The city has effectively turned the South Course into a private country club for wealthy visitors.
How did they make the course so unplayable? Length is only one factor. The South was always fairly long, but it was also fair. The difficulty for average golfers on a long course is trying to land the ball and have it stay there. With a wedge, which is used to fly the ball a short distance very high so it lands softly on the green, this is possible.
But long courses force average golfers to use woods and long irons which have a low trajectory. This was possible on the old South where you could run the ball onto the green and, if you missed, it would be caught by a friendly sand trap which was level with or above the green. Now, the openings to the greens have been narrowed, the approaches sloped, and the sand traps turned into deep pits of despair to make it impossible to hit the green in regulation.
There is now a premium on sand trap play. This is fine for the professionals. The sand is perfectly groomed for them and they are experts at sand shots. For the average golfer, however, the sand traps are often damp, compacted and un-raked. This spells double doom. A course that provided a weekend of enjoyment for the masses has now become a monster only the elite can even attempt to play.
And the players in the U.S. Open are the elite of the elite. Holding a U.S. Open for the best golfers in the world is a monumental undertaking. It requires years of preparation and hard work. To make the task even more daunting, the USGA must also accommodate tens of thousands of spectators. It requires planning for security, food, movement of crowds, communications, television, the press and myriad other matters. The USGA does a brilliant job of this.
If they had been in charge of the war in Iraq, Iraq’s infrastructure would be in better shape than before the war and the country would be running itself. The USGA is also brilliant at diplomacy, which it needs to be. Because having destroyed the South Course, and for all practical purposes the Torrey Pines Golf Club along with it, the USGA now had to face that very same men’s club and convince them to volunteer as marshals for the Open.

▶ Directions: In the text about the South Course, what condition are the sand traps often in for the average golfer? These items have no connection to the text about the South Course.

▶ Records shown:
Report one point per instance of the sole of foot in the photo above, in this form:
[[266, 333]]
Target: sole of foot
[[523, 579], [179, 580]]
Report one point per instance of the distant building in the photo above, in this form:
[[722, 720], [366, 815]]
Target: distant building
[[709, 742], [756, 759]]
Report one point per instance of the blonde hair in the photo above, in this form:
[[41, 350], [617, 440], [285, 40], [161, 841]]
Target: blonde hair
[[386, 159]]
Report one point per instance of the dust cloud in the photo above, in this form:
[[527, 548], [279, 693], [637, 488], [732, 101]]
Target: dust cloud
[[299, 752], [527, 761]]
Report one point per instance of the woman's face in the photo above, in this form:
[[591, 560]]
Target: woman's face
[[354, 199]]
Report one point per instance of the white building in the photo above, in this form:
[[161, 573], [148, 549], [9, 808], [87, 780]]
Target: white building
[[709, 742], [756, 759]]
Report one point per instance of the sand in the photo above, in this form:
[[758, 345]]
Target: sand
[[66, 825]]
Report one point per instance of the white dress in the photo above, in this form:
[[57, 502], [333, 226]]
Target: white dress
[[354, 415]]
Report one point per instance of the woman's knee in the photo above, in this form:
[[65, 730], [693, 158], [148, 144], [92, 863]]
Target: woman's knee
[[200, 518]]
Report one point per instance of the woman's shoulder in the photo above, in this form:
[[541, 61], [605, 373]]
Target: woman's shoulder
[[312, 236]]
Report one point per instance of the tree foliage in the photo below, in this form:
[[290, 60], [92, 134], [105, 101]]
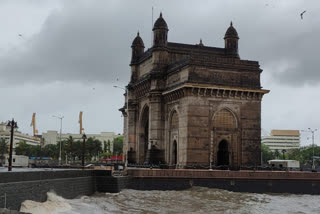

▶ Output for this task: They are often damp, compacted and un-raked.